*** TEXTE PRÉSENTÉ
Les Scandinaves ont-ils découvert le secret du bonheur ? <!-- --> | Atlantico.fr
Atlantico, c'est qui, c'est quoi ?
Newsletter
Décryptages
Pépites
Dossiers
Rendez-vous
Atlantico-Light
Vidéos
Podcasts
Culture
Les Scandinaves ont-ils découvert 
le secret du bonheur ?
©

Le bonheur est dans le fjord

L'OCDE a publié la semaine passée un classement des pays où il fait bon vivre. Danemark, Norvège et Finlande figurent dans les dix premiers. Le Nord rend-il sage ?

Marc Auchet

Marc Auchet

Marc Auchet est professeur émérite au Département d'Études nordiques de l'université Paris-Sorbonne (Paris IV).

Il a dirigé plusieurs ouvrages collectifs, parmi lesquels (Re)lire Andersen - Modernité de l'oeuvre, aux éditions Klincksieck (2007).

Voir la bio »

C’est en 1794, en concluant un rapport présenté à la Convention, que Saint-Just a lancé cette affirmation restée célèbre "Le bonheur est une idée neuve en Europe." Depuis, il est évident que la notion de bonheur ou de bien-être n’a rien perdu de son actualité. D’innombrables rapports et analyses diverses se sont accumulés, et on a essayé de mettre en équation ce bonheur tant convoité. Dans le monde d’après-guerre, c’est pendant longtemps le seul PIB qui a servi de référence absolue. On classait volontiers les pays en fonction de leur niveau de vie. Le recours systématique aux statistiques et la manie des sondages ont toutefois nourri la réflexion des spécialistes, et les méthodes d’analyse se sont incontestablement améliorées. On s’est avisé entre autres que l’argent n’est pas le seul critère permettant de mesurer le bonheur, tant au niveau individuel que national. Les statisticiens le savent, le bien-être n’est pas facilement mesurable. Comme eux, les économistes cherchent à quantifier le bonheur. On a ainsi appris à tenir compte de certains facteurs subjectifs.

Dans la période de crise que nous traversons, cette nouvelle école de pensée a attiré l’attention de plusieurs responsables politiques. C’est le cas du président Sarkozy, qui, dès février 2008, a eu recours à l’expertise de deux prix Nobel d’économie, l’Américain Joseph Stiglitz et l’Indien Amartya Sen, pour qu’ils étudient la "Mesure des Performances Économiques et du Progrès Social", au sein d’une commission dont Jean-Paul Fitoussi a été le coordinateur. Cette commission a remis son rapport en septembre 2009. Un peu plus d’un an plus tard, c’est le premier ministre britannique, qui, dans un discours sur le bien-être, s’est référé au même type d’analyse économique, citant nommément les mêmes deux prix Nobel, et a fixé à l’Office des Statistiques Nationales (ONS) de son pays la mission de faire une vaste enquête sur la qualité de vie en Grande-Bretagne. David Cameron était lui aussi convaincu que le PIB ne permet pas à lui seul de mesurer le progrès social d’un pays.
******
*** ENTRÉES FOURNIES
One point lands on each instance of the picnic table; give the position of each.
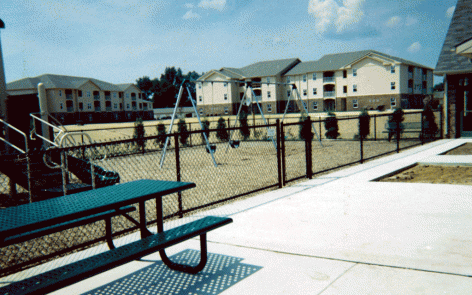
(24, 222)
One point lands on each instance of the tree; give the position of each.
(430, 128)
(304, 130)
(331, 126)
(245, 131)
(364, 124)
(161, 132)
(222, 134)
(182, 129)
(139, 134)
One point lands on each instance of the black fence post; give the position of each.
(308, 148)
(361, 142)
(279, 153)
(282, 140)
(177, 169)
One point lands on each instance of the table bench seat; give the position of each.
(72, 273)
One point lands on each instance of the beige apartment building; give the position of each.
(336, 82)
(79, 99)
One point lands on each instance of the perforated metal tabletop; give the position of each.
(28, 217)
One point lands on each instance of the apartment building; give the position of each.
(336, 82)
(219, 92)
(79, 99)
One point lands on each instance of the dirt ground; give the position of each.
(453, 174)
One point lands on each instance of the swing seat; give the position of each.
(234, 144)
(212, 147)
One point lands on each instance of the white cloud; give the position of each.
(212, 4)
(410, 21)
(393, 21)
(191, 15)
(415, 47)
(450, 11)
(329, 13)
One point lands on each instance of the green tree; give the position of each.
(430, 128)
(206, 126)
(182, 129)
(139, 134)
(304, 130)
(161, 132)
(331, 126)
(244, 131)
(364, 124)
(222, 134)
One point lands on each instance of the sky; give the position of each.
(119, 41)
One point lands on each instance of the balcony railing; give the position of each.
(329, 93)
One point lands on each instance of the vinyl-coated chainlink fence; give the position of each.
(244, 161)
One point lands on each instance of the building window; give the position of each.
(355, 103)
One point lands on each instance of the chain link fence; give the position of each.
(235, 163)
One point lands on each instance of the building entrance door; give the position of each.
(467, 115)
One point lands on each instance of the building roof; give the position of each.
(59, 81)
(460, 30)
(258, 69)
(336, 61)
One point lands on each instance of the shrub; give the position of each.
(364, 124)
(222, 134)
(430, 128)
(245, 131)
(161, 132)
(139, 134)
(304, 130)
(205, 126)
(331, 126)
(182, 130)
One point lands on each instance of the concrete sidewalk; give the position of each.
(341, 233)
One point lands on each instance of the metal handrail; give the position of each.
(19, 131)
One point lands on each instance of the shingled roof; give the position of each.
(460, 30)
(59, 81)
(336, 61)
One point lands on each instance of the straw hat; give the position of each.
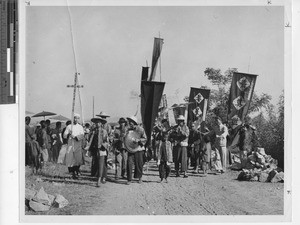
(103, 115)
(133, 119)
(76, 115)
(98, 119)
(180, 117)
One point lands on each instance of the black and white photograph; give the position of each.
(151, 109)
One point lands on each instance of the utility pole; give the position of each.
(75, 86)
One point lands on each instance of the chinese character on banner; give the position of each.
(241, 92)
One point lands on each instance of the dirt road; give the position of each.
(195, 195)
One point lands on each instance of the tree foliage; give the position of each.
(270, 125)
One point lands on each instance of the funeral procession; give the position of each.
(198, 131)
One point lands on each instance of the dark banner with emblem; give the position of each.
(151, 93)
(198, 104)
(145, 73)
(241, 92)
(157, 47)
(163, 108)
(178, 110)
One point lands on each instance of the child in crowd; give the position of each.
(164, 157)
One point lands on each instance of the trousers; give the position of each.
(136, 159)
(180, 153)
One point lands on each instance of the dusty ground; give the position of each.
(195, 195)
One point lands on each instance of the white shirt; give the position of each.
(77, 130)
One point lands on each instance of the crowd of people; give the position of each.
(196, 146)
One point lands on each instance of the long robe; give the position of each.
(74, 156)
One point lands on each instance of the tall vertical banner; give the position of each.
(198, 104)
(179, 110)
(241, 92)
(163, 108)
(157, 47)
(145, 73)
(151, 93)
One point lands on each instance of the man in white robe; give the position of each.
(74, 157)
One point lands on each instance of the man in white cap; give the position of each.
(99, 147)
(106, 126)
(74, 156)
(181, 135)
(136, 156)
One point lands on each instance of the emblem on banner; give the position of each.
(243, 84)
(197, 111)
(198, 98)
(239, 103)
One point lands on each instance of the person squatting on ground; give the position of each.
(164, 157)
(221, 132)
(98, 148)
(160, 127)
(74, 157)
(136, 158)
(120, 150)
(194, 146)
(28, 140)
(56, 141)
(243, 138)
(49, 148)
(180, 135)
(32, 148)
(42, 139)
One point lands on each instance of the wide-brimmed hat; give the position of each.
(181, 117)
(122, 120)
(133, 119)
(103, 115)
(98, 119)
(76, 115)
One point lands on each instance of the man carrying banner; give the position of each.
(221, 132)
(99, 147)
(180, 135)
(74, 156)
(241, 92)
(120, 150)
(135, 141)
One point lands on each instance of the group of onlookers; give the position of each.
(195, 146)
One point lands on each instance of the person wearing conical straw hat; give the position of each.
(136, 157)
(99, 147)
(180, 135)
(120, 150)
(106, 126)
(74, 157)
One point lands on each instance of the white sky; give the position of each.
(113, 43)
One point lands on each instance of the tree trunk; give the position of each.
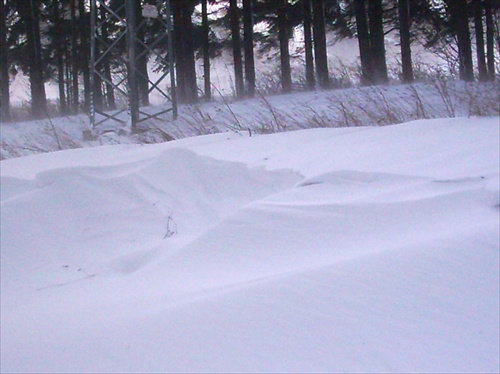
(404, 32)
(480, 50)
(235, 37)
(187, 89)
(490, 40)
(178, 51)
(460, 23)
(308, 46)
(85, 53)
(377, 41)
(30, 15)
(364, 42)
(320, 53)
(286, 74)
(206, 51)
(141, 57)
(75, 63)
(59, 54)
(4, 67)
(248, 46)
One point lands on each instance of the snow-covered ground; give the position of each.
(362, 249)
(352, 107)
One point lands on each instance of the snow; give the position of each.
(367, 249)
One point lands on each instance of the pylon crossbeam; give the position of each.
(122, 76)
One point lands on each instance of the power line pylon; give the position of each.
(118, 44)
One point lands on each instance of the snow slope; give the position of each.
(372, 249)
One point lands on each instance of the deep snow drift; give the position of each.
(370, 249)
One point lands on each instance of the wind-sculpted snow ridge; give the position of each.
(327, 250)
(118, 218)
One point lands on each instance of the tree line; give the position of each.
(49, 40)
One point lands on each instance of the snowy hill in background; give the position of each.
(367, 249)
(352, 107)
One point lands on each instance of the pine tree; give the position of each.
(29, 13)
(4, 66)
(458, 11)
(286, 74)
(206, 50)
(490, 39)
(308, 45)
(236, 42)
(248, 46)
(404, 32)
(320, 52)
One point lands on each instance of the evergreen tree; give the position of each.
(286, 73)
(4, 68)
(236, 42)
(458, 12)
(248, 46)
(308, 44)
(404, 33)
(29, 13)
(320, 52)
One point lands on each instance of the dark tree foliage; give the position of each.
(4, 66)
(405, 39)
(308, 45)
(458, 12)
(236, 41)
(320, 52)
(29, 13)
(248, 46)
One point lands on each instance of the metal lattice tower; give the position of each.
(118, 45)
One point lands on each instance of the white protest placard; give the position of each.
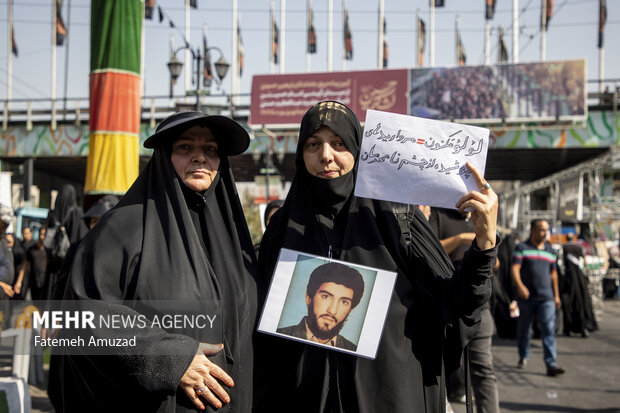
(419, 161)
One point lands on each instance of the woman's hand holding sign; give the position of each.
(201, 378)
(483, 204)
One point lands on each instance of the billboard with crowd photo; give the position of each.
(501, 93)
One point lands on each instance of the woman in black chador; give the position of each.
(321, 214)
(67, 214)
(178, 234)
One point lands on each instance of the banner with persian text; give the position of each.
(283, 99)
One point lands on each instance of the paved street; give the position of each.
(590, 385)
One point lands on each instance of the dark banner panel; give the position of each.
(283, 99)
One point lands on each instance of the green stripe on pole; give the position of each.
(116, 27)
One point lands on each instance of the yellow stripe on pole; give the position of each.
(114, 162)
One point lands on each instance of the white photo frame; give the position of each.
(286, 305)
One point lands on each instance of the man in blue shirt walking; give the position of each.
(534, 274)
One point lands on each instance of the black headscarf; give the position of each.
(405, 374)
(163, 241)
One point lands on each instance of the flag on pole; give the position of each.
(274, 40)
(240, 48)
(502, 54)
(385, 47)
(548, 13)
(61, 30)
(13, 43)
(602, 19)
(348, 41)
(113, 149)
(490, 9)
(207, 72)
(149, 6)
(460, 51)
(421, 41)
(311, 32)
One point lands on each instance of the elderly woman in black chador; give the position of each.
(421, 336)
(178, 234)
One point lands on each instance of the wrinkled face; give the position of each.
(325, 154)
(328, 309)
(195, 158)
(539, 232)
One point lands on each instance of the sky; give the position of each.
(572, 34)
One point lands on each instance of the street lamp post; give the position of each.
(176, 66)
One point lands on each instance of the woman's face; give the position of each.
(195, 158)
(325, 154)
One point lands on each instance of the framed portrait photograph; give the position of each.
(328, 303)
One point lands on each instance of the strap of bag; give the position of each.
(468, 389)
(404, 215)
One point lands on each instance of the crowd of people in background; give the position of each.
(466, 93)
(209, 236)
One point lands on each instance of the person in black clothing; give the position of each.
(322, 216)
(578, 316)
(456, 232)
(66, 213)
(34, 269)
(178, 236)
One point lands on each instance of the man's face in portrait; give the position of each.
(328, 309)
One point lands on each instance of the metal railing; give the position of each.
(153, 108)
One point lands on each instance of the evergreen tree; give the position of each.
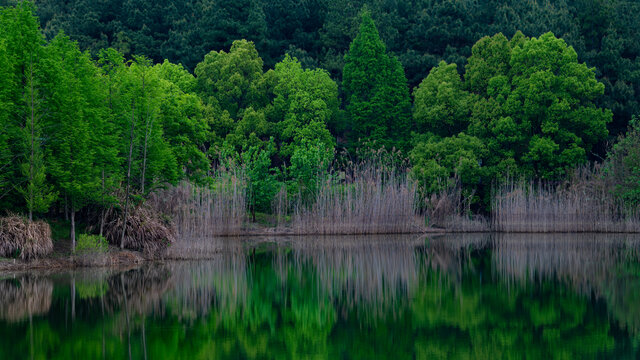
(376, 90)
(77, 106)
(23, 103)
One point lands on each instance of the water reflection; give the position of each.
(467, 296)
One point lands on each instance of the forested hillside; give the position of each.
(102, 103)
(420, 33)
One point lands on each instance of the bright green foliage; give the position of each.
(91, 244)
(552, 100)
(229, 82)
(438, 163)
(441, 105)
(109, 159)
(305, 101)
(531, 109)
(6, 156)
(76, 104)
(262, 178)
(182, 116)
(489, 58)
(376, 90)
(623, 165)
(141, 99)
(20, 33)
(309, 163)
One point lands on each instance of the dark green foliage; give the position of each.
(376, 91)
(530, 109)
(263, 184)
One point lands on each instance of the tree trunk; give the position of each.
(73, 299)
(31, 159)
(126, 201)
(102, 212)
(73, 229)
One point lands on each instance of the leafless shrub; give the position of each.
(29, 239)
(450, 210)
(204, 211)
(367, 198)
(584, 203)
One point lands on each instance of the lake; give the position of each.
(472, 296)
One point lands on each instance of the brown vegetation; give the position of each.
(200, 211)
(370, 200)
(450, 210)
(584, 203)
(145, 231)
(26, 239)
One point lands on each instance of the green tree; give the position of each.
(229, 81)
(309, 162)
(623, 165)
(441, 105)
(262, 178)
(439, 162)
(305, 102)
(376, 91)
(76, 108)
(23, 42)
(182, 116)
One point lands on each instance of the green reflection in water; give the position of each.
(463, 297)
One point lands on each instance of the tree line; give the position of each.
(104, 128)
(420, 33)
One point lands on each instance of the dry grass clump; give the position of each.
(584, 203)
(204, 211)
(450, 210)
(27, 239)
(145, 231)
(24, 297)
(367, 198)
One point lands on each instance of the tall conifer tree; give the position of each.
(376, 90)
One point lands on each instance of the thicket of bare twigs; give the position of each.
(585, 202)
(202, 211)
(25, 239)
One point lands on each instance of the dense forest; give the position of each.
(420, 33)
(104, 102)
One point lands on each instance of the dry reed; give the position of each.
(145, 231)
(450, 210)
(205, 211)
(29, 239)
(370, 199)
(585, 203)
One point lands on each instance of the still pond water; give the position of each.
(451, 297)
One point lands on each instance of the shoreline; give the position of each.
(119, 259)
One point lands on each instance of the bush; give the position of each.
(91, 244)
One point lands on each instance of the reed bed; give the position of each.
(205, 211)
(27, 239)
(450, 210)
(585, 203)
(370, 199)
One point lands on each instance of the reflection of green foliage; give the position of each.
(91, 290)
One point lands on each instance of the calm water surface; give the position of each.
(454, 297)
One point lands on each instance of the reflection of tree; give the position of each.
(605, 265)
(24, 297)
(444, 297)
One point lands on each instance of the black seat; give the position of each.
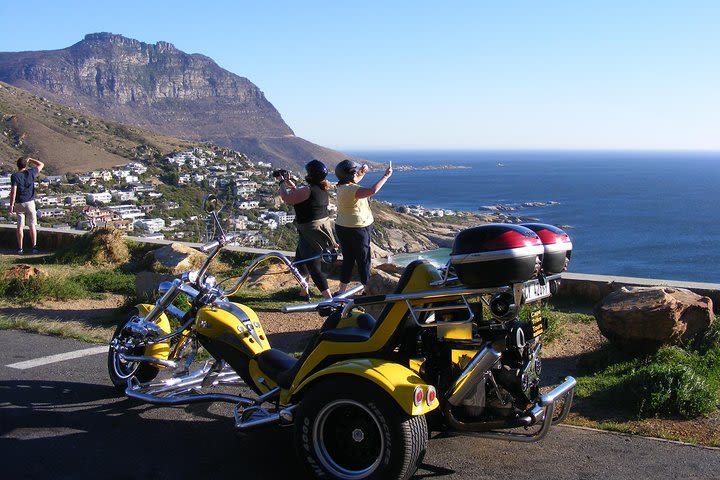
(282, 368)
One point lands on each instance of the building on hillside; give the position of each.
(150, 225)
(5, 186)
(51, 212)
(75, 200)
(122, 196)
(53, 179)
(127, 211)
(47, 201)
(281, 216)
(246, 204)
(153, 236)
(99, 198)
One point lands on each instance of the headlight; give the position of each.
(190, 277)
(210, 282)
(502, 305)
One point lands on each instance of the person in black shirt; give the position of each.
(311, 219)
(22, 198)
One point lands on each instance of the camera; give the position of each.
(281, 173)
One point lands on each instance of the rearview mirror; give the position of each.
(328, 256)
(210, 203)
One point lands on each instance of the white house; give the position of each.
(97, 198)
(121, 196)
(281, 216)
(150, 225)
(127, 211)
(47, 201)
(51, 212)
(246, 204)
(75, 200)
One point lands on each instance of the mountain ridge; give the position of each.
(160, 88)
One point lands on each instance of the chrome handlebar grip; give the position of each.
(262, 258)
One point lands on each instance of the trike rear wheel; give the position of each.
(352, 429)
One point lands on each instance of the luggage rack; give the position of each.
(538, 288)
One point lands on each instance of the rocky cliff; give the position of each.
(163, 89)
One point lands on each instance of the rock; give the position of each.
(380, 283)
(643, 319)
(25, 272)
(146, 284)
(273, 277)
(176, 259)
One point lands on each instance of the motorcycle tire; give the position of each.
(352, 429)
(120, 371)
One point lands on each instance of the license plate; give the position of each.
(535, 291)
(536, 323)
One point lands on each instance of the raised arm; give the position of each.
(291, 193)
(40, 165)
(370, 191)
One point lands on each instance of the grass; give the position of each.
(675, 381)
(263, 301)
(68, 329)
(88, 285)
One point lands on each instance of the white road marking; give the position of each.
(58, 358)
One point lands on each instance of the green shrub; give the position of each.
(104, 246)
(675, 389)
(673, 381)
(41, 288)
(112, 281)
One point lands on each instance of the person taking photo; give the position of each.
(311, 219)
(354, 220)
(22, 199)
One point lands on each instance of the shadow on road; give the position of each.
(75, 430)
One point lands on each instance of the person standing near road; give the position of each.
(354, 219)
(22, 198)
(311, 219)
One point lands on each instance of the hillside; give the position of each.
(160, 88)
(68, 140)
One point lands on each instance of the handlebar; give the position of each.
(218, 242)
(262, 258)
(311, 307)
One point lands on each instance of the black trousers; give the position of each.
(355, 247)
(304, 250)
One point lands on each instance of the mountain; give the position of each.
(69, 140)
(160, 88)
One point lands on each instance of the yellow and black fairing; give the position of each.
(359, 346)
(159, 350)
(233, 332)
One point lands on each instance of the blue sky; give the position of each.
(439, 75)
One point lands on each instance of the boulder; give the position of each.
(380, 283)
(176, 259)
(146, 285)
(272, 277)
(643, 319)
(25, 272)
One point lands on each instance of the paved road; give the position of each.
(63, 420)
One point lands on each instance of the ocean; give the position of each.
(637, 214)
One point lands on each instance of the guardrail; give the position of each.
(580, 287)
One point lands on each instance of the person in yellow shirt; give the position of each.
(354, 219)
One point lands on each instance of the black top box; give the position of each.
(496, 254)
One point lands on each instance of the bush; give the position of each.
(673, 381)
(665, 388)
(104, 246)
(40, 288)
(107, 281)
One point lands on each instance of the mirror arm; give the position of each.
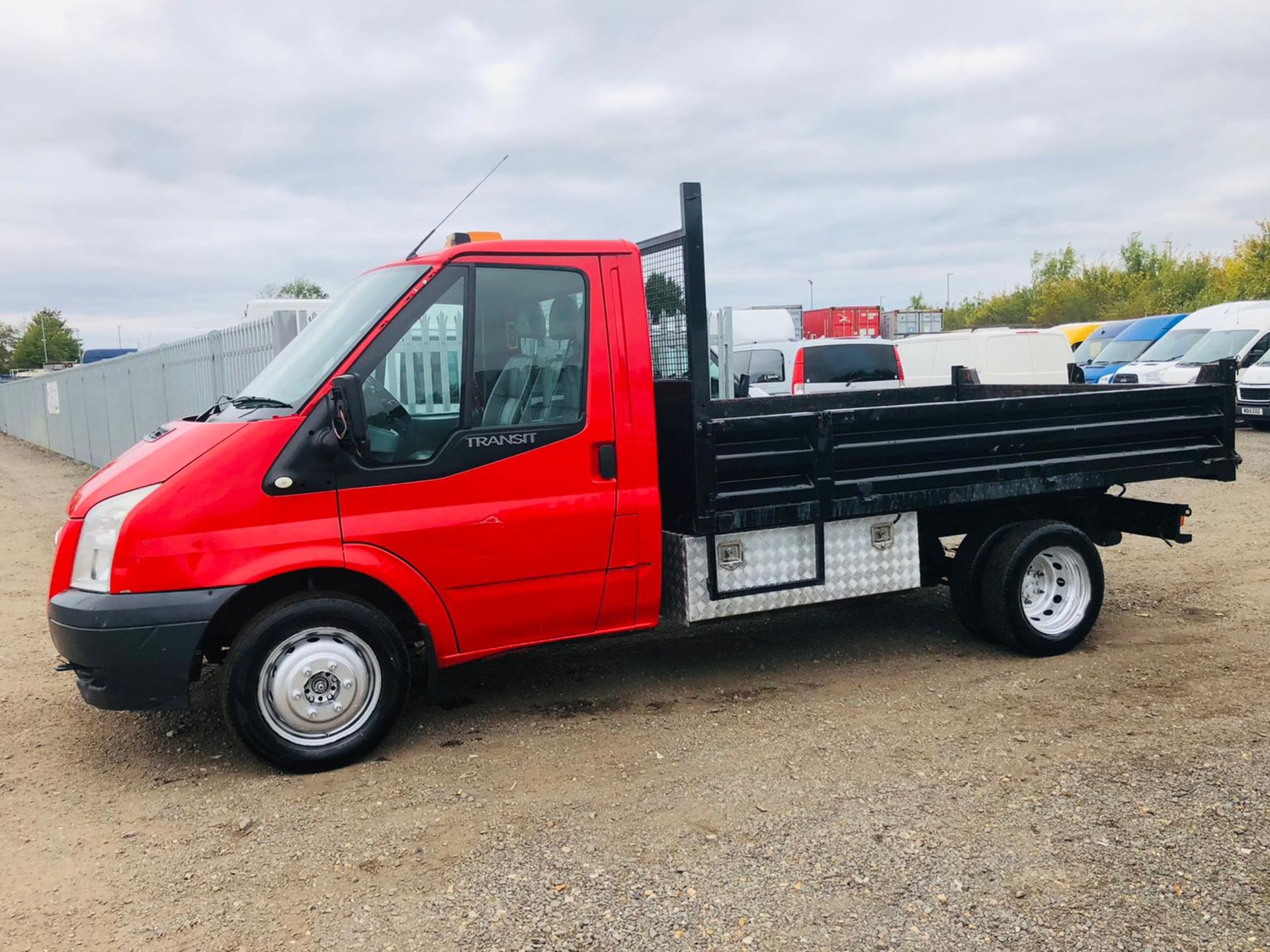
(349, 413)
******
• CONSIGNE: Recopiez, s'il vous plaît, le passage de l'article sur le bonheur des Scandinaves qui s'ouvre sur les mots contenant "L'OCDE a publié" et se ferme sur "éditions Klincksieck (2007).". Les entrées ne servent à rien ici.

• RÉPONSE ATTENDUE:
L'OCDE a publié la semaine passée un classement des pays où il fait bon vivre. Danemark, Norvège et Finlande figurent dans les dix premiers. Le Nord rend-il sage ?

Marc Auchet

Marc Auchet

Marc Auchet est professeur émérite au Département d'Études nordiques de l'université Paris-Sorbonne (Paris IV).

Il a dirigé plusieurs ouvrages collectifs, parmi lesquels (Re)lire Andersen - Modernité de l'oeuvre, aux éditions Klincksieck (2007).